* BRIEF A *
For each statement, say whether it agrees with the protest reports, answering yes or no and quoting the deciding words. (i) The apartment police raided in Athens was empty when they got there. (ii) The farmers in Hong Kong wore matching blue vests. (iii) The demonstrators in Santiago were masked.
* BRIEF B *
Answer these questions from the protest reports, one answer per line. (i) How many arson attacks did anarchists in Athens stage? (ii) What did the farmers in Hong Kong strike police with? (iii) On which campus did the Santiago demonstration take place?
* BRIEF C *
Carry on the protest reports, starting after their final sentence.

* PASSAGE *

December 16 Athens, Greece- Anarchists in Athens staged five arson attacks in two and a half hours. An automobile belonging to the Church of Greece was among the targets destroyed. They also attacked a pair of police officers and disarmed them. Acting on a tip, police raided an apartment, but it had been vacated prior to their arrival. They did recover a police officer's service revolver. At the same time, anarchists in Thessaloniki burned two Eurobank branches.
December 13 Hong Kong, China- For a second day, thousands of South Korean farmers clashed with police outside the harborfront conference center. Protesters punched, kicked and tried to break through a police line, and security forces fought back with pepper spray, clubs and shields. The farmers, dressed in matching red vests and chanting, "Down, down WTO," struck police with bamboo sticks and tried to ram through a police road block.
December 7 Santiago, Chile- At the Juan Gomez Millas campus of the University of Chile, masked demonstrators broke with tranquility and passivity and attacked police with firebombs and stones. Propaganda was spread (through shouting, leaflets, banners, and graffiti) indicating that the main reason for this direct action was the upcoming elections which perpetuate exploitation and domination by the rich. Some slogans and graffiti messages used in relation to this direct action: "Because we have nothing, we will destroy everything," "Because the vote only makes the rich powerful, we've chosen violence" and "Against the election of future exploiters".

* EXERCISE DATA *
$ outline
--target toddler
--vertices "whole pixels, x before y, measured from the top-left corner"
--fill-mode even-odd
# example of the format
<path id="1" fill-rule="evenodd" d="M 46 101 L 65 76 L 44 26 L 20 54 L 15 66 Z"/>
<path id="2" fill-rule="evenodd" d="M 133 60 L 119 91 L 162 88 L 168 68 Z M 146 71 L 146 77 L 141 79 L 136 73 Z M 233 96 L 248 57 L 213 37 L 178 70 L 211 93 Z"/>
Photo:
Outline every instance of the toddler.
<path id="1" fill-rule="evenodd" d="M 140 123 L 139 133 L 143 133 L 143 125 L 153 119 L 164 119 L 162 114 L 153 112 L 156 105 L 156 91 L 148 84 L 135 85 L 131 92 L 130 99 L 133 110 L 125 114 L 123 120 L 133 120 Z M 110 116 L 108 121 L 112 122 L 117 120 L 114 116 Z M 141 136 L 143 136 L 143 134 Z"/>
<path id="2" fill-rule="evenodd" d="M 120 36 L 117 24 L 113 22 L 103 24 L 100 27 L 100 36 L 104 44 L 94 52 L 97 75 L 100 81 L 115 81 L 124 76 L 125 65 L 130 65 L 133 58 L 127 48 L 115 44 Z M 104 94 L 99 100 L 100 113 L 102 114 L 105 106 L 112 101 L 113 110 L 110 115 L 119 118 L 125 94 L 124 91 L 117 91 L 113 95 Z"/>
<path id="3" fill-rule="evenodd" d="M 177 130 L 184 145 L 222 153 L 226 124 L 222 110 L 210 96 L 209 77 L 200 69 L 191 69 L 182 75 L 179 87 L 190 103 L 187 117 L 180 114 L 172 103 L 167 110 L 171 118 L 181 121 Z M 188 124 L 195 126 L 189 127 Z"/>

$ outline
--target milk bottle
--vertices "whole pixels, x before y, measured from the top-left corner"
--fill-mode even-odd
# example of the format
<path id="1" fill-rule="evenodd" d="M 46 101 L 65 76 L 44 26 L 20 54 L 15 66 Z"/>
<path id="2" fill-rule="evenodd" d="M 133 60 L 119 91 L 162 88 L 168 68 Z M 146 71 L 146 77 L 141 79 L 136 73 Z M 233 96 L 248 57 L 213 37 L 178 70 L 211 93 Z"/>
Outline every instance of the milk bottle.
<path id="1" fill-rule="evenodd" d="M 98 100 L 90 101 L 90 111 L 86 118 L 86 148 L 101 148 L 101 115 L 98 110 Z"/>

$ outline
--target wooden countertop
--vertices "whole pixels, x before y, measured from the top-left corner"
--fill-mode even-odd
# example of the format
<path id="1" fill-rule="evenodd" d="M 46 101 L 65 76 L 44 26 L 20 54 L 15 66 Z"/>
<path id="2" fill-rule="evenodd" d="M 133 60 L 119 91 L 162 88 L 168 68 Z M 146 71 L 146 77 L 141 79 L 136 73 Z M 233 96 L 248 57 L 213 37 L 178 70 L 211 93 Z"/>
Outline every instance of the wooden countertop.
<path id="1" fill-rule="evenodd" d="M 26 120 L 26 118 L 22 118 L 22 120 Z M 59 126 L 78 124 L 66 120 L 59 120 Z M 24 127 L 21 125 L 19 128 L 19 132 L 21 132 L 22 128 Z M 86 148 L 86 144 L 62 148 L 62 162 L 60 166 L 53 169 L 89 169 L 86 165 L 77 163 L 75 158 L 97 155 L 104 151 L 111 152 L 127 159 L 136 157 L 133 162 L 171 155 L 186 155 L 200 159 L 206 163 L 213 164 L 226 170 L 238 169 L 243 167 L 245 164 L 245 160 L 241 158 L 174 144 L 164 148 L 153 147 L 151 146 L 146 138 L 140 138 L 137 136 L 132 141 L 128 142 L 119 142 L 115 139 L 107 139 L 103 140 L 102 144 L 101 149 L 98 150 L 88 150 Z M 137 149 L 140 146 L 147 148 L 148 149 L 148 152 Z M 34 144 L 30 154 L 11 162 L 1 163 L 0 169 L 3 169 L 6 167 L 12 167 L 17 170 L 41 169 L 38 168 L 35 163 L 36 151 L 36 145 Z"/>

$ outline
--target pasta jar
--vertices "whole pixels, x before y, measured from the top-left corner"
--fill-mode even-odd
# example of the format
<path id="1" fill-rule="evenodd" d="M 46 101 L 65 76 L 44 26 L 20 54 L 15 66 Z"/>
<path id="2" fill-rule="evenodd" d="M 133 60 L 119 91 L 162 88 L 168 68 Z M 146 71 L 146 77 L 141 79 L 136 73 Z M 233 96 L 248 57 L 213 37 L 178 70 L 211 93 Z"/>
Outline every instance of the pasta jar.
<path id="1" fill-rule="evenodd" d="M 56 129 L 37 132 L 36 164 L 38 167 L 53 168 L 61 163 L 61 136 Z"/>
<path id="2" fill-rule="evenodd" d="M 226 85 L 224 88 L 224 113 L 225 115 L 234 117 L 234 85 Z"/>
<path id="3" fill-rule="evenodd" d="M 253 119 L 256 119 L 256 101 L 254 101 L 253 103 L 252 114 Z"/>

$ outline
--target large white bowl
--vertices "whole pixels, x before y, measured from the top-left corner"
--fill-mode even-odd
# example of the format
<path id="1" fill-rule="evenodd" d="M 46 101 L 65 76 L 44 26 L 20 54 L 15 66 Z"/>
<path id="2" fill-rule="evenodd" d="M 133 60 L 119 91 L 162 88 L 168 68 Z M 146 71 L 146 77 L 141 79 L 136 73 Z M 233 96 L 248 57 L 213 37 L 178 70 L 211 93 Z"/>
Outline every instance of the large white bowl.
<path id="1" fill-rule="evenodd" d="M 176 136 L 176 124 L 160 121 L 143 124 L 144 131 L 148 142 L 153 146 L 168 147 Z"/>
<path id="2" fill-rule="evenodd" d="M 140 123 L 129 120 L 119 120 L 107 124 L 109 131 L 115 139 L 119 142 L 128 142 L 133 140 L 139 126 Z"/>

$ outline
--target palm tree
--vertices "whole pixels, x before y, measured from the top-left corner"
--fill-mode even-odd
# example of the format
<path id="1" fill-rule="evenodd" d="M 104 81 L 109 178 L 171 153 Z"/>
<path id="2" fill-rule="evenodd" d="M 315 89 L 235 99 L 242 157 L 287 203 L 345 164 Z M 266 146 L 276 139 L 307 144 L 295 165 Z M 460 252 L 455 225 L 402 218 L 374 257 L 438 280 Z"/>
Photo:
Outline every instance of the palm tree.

* ANSWER SPACE A *
(i) Yes: "it had been vacated prior to their arrival."
(ii) No: "dressed in matching red vests."
(iii) Yes: "masked demonstrators."

* ANSWER SPACE B *
(i) Five.
(ii) Bamboo sticks.
(iii) The Juan Gomez Millas campus of the University of Chile.

* ANSWER SPACE C *
December 6 Shanwei, China- Chinese police opened fire on protesters in the southern province of Guangdong, shooting dead at least two people. Police tried to disperse up to 1,000 demonstrators near Shanwei who were angry because they had not been compensated for land taken by the government to build a power plant. There have been an ever-growing number of riots in China, many of which are focused on industrial developments.
December 6 Val di Susa, Italy- An occupation camp in Italy's northern Susa Valley (Val di Susa) which was preventing the construction of a high-speed railway line between Italy and France was violently evicted by paramilitary police Tuesday. 20 people were reportedly hospitalized after clashes, including five police officers. Earlier in the day, residents had blockaded the major highway that runs through Val di Susa and barricaded streets in the valley town of Bussoleno.
December 6 Turin, Italy-A demonstration against the police repression in the Val di Susa held. A railway depot was blockaded, and anarchists attacked the car of the President of the Piedmonte region, two police cars, and an Olympics store. In addition, a bank was smashed-up, a bonfire was set in the streets, and graffiti messages were left on walls denouncing the Olympics and declaring solidarity with the resistance in Val di Susa. One cop was injured when he was hit in the head with a bottle.
December 2 Seoul, South Korea- Striking workers and angry farmers clashed with police in front of the National Assembly in Seoul. The workers recently began a nation-wide general strike calling for better conditions and more job security for temporary workers. The strike is being observed by only about 10% of the country's labor unions. The farmers have been demonstrating daily in opposition to new World Trade Organization (WTO) endorsed legislation that is expected to devastate small South Korean rice farmers.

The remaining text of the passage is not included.